START DATA TO EXAMINE
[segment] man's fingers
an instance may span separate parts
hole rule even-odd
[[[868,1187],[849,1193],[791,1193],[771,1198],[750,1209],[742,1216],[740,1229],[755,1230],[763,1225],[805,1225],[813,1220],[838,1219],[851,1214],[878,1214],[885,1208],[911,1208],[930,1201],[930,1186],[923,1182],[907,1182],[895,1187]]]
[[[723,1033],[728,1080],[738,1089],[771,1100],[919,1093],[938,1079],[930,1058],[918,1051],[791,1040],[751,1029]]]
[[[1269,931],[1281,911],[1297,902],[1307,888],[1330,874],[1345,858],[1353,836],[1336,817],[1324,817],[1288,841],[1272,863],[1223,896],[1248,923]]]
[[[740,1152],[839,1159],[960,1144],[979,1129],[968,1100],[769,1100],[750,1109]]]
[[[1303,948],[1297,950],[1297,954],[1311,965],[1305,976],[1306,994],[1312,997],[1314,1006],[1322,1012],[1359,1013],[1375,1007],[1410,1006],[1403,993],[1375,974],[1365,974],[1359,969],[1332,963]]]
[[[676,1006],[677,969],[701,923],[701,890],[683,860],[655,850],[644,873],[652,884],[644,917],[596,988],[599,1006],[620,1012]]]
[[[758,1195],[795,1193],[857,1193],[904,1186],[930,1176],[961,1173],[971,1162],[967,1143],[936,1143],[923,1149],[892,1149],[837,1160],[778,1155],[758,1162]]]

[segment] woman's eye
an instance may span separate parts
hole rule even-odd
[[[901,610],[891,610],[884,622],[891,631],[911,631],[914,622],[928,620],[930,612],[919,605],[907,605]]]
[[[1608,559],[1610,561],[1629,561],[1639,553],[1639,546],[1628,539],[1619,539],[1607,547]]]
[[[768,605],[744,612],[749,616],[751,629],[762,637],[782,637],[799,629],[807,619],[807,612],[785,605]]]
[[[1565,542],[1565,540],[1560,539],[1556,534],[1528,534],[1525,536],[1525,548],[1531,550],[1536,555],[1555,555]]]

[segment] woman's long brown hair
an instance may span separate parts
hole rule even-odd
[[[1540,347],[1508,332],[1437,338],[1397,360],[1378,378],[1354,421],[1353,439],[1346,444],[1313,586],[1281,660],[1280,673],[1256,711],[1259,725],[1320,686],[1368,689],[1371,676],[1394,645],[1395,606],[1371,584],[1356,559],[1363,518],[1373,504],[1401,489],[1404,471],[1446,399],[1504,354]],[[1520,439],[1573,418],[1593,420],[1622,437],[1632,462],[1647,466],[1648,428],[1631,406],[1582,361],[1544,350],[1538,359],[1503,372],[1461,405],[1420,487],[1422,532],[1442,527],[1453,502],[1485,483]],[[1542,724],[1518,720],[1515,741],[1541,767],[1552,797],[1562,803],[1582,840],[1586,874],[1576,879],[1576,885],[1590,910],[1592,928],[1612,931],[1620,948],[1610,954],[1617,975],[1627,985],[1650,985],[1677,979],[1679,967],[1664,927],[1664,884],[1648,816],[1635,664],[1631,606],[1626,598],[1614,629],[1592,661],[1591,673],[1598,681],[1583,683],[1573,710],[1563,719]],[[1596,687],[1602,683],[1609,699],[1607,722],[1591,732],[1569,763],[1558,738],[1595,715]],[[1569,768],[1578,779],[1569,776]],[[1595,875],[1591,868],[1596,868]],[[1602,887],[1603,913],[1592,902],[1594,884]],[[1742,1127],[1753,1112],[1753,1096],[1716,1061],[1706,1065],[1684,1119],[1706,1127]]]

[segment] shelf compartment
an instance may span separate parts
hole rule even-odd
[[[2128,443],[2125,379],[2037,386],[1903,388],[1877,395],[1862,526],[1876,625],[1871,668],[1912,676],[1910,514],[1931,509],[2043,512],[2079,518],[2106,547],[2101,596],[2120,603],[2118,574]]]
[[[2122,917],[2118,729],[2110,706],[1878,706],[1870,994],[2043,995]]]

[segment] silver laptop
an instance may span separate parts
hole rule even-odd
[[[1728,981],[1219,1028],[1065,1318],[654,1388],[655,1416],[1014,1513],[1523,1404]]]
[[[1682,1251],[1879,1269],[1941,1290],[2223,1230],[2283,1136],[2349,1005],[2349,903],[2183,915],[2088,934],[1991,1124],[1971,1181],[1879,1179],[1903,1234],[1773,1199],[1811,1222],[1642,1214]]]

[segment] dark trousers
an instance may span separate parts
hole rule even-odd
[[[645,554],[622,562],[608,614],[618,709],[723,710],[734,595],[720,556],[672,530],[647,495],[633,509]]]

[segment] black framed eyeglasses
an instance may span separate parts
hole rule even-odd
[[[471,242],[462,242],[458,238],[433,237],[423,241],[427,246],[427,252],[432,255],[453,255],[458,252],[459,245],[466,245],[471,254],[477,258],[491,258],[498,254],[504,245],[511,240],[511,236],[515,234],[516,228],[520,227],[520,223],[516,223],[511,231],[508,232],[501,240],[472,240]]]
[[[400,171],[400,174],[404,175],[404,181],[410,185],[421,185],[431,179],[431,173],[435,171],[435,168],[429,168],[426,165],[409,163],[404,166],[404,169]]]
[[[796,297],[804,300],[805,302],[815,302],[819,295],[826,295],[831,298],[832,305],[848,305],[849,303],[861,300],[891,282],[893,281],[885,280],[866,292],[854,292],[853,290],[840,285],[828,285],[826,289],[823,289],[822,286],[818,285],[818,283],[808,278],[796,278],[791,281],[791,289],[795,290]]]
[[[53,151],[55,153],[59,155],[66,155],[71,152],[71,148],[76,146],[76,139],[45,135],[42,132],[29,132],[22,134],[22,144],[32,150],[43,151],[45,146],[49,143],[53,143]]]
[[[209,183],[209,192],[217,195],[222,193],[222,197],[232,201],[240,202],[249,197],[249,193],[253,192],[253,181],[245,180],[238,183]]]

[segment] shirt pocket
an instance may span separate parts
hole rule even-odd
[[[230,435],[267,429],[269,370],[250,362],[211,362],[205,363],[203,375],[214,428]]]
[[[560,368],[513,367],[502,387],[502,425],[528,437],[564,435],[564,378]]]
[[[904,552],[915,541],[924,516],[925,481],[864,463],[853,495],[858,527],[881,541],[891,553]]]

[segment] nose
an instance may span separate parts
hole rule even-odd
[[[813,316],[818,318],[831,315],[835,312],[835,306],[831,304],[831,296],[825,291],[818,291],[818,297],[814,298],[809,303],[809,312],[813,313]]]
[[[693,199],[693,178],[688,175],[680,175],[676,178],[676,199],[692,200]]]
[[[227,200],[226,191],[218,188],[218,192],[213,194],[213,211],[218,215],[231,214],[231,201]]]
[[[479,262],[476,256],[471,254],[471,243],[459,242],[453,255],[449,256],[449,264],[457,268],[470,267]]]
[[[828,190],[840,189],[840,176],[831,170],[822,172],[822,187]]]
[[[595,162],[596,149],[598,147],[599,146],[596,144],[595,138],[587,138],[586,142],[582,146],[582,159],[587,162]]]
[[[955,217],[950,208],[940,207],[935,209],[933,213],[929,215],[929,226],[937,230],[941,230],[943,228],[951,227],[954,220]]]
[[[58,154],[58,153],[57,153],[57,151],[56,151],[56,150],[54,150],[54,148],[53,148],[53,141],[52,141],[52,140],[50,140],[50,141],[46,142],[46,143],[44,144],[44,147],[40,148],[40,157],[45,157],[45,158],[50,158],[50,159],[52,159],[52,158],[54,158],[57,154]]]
END DATA TO EXAMINE
• WORK TO BE COMPLETED: Nothing should be missing: every line above must be reproduced exactly.

• RESULT OF THE EXERCISE:
[segment] man's fingers
an instance may span separate parts
hole rule even-odd
[[[868,1187],[849,1193],[791,1193],[771,1198],[750,1209],[742,1216],[740,1229],[755,1230],[763,1225],[805,1225],[813,1220],[838,1219],[851,1214],[878,1214],[885,1208],[911,1208],[930,1201],[930,1186],[923,1182],[907,1182],[895,1187]]]
[[[723,1033],[728,1080],[738,1089],[771,1100],[919,1093],[938,1079],[930,1058],[918,1051],[791,1040],[751,1029]]]
[[[1269,931],[1281,911],[1297,902],[1307,888],[1330,874],[1345,858],[1353,836],[1336,817],[1324,817],[1288,841],[1272,863],[1223,896],[1248,923]]]
[[[740,1152],[839,1159],[960,1144],[979,1129],[968,1100],[769,1100],[750,1109]]]
[[[1303,948],[1297,950],[1297,954],[1311,965],[1305,976],[1306,994],[1312,997],[1314,1006],[1322,1012],[1359,1013],[1375,1007],[1410,1006],[1403,993],[1375,974],[1365,974],[1359,969],[1332,963]]]
[[[676,1006],[677,969],[701,923],[701,890],[683,860],[655,850],[644,873],[652,884],[644,917],[596,988],[599,1006],[620,1012]]]
[[[758,1195],[795,1193],[857,1193],[904,1186],[930,1176],[961,1173],[971,1162],[967,1143],[936,1143],[923,1149],[892,1149],[837,1160],[778,1155],[758,1162]]]

[segment] woman's eye
an instance may span separate parts
hole rule even-odd
[[[901,610],[891,610],[884,622],[891,631],[911,631],[914,622],[928,620],[930,612],[919,605],[907,605]]]
[[[1608,559],[1610,561],[1629,561],[1639,553],[1639,546],[1628,539],[1619,539],[1607,547]]]
[[[768,605],[744,612],[749,616],[751,629],[762,637],[782,637],[799,629],[807,619],[807,612],[785,605]]]
[[[1565,542],[1565,540],[1560,539],[1556,534],[1528,534],[1525,536],[1525,548],[1531,550],[1536,555],[1555,555]]]

[segment] woman's long brown hair
an instance may span separate parts
hole rule even-odd
[[[1540,347],[1508,332],[1437,338],[1397,360],[1378,378],[1354,421],[1353,439],[1346,444],[1313,586],[1281,660],[1280,673],[1256,711],[1259,725],[1320,686],[1368,689],[1371,676],[1394,645],[1395,606],[1371,584],[1356,559],[1363,518],[1373,504],[1401,489],[1404,471],[1446,399],[1504,354]],[[1520,439],[1573,418],[1593,420],[1622,437],[1632,462],[1647,466],[1648,428],[1631,406],[1582,361],[1544,350],[1538,359],[1503,372],[1461,405],[1420,487],[1422,532],[1442,527],[1453,502],[1485,483]],[[1542,724],[1518,720],[1515,741],[1541,767],[1552,797],[1562,803],[1582,840],[1586,874],[1576,879],[1576,885],[1590,910],[1592,928],[1612,931],[1620,948],[1610,954],[1617,975],[1627,985],[1650,985],[1677,979],[1679,967],[1664,927],[1664,884],[1648,816],[1635,664],[1631,606],[1626,598],[1614,629],[1592,661],[1591,673],[1598,681],[1583,683],[1573,710],[1563,719]],[[1596,687],[1602,683],[1609,699],[1607,722],[1591,732],[1569,763],[1558,738],[1595,715]],[[1569,768],[1578,779],[1569,776]],[[1595,875],[1591,868],[1596,868]],[[1602,887],[1603,913],[1592,902],[1594,884]],[[1742,1127],[1753,1112],[1753,1096],[1716,1061],[1706,1065],[1684,1119],[1706,1127]]]

[segment] shelf compartment
an instance may span separate parts
hole rule even-odd
[[[2128,443],[2125,379],[2037,386],[1903,388],[1877,395],[1862,526],[1876,625],[1871,668],[1912,676],[1910,514],[1931,509],[2043,512],[2079,518],[2106,547],[2101,596],[2120,603],[2118,574]]]
[[[2122,917],[2118,729],[2110,706],[1878,706],[1870,994],[2043,995]]]

[segment] silver laptop
an instance may span separate parts
hole rule even-odd
[[[1728,981],[1219,1028],[1065,1318],[654,1388],[655,1416],[1014,1513],[1523,1404]]]
[[[1682,1251],[1879,1269],[1941,1290],[2223,1230],[2283,1136],[2349,1005],[2349,903],[2183,915],[2088,934],[1991,1124],[1971,1181],[1879,1179],[1903,1234],[1773,1199],[1811,1222],[1642,1214]]]

[segment] dark trousers
an instance may span separate parts
hole rule even-odd
[[[645,554],[622,562],[608,614],[618,709],[723,710],[734,595],[720,556],[672,530],[647,495],[633,509]]]

[segment] black framed eyeglasses
an instance may span separate parts
hole rule even-odd
[[[471,242],[462,242],[458,238],[433,237],[423,241],[427,246],[427,252],[432,255],[453,255],[458,252],[459,245],[466,245],[471,254],[477,258],[491,258],[498,254],[504,245],[511,240],[511,236],[515,234],[516,228],[520,227],[520,223],[516,223],[511,231],[508,232],[501,240],[472,240]]]
[[[400,171],[400,174],[404,175],[404,181],[410,185],[421,185],[431,179],[431,173],[435,171],[435,168],[429,168],[426,165],[409,163],[404,166],[404,169]]]
[[[796,297],[804,300],[805,302],[815,302],[819,295],[826,295],[831,298],[832,305],[848,305],[849,303],[861,300],[891,282],[893,281],[885,280],[866,292],[854,292],[853,290],[840,285],[828,285],[826,289],[823,289],[822,286],[818,285],[818,283],[808,278],[796,278],[791,281],[791,289],[795,290]]]
[[[53,151],[55,153],[59,155],[66,155],[71,152],[71,148],[76,146],[76,139],[45,135],[42,132],[29,132],[22,134],[22,144],[32,150],[43,151],[45,146],[49,143],[53,143]]]
[[[209,183],[209,192],[217,195],[222,193],[222,197],[232,201],[240,202],[249,197],[249,193],[253,192],[253,181],[245,180],[238,183]]]

[segment] shirt pocket
an instance may span separate parts
hole rule even-odd
[[[230,435],[267,429],[269,370],[250,362],[211,362],[205,363],[203,375],[214,428]]]
[[[560,368],[513,367],[502,387],[502,425],[528,437],[564,435],[564,378]]]
[[[904,552],[915,541],[924,516],[925,481],[864,463],[853,495],[858,527],[881,541],[891,553]]]

[segment] nose
an instance may span separate parts
hole rule even-odd
[[[813,316],[818,318],[831,315],[835,312],[835,306],[831,304],[831,296],[825,291],[818,291],[818,297],[814,298],[809,303],[809,312],[813,313]]]
[[[693,199],[693,178],[688,175],[680,175],[676,178],[676,199],[692,200]]]
[[[227,200],[226,191],[218,188],[218,192],[213,194],[213,211],[218,215],[231,214],[231,201]]]
[[[479,262],[476,256],[471,254],[471,243],[459,242],[453,255],[449,256],[449,264],[457,268],[470,267]]]
[[[828,190],[840,189],[840,176],[831,170],[822,172],[822,187]]]
[[[595,162],[596,149],[598,147],[599,146],[596,144],[595,138],[587,138],[586,142],[582,146],[582,159],[587,162]]]
[[[955,217],[950,208],[940,207],[935,209],[933,213],[929,215],[929,226],[937,230],[941,230],[943,228],[951,227],[954,220]]]
[[[58,154],[58,153],[57,153],[57,151],[56,151],[56,150],[54,150],[54,148],[53,148],[53,141],[52,141],[52,140],[50,140],[50,141],[46,142],[46,143],[44,144],[44,147],[40,148],[40,157],[45,157],[45,158],[50,158],[50,159],[52,159],[52,158],[54,158],[57,154]]]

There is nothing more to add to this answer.